(Pointing and labeling entries)

========

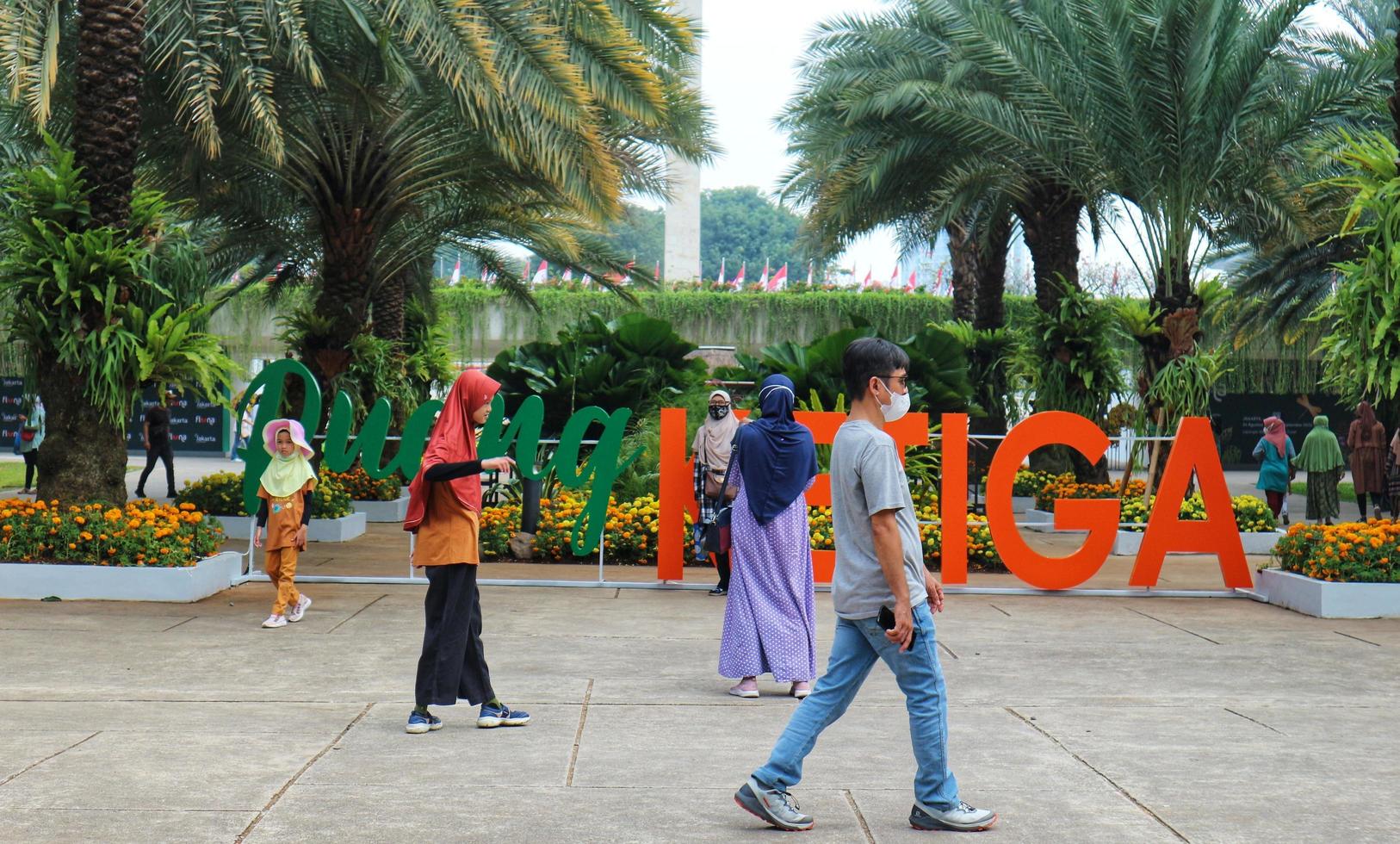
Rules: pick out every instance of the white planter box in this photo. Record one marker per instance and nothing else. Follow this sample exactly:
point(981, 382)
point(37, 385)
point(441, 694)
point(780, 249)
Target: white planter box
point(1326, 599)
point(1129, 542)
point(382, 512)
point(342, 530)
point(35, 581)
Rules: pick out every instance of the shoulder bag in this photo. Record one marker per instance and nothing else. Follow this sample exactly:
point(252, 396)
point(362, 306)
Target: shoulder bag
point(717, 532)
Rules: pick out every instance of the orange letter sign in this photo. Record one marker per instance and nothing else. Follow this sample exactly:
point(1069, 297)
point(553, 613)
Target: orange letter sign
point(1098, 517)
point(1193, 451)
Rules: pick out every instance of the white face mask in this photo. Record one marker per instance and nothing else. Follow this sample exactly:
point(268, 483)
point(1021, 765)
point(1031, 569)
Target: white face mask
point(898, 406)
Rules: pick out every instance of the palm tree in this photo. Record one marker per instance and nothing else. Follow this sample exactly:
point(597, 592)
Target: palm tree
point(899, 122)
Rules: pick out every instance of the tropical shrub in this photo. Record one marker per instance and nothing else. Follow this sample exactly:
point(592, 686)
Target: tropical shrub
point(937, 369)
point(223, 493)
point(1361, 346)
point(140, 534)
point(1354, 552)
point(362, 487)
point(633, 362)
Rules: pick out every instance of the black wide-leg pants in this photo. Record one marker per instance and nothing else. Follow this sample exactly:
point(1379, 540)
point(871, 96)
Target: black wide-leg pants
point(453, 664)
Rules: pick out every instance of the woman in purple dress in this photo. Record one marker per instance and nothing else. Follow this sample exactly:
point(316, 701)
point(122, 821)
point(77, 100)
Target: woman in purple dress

========

▸ Description of the task
Replace "marker" with "dot" in the lines starting at the one containing "Rules: pick out every instance of the shoulder" and ending at the one containing "point(898, 406)", leaving everything else unchanged. Return only those lines.

▸ Final result
Rules: pick out every instance of the shoulder bag in this photo. Record one dot per instance and nothing else. Follow this sample exactly:
point(252, 396)
point(362, 306)
Target: shoulder bag
point(717, 532)
Rules: pick out every instance of the orange letter sign in this photo. Record one dot per instance and nothing else. Follow this sample exactly:
point(1069, 297)
point(553, 613)
Target: orange letter sign
point(1098, 517)
point(1193, 451)
Rules: pick out every instance of the white face mask in this photo. Record one dot per instance and nothing else. Follow this sample exactly:
point(268, 483)
point(1021, 765)
point(1031, 569)
Target: white face mask
point(898, 406)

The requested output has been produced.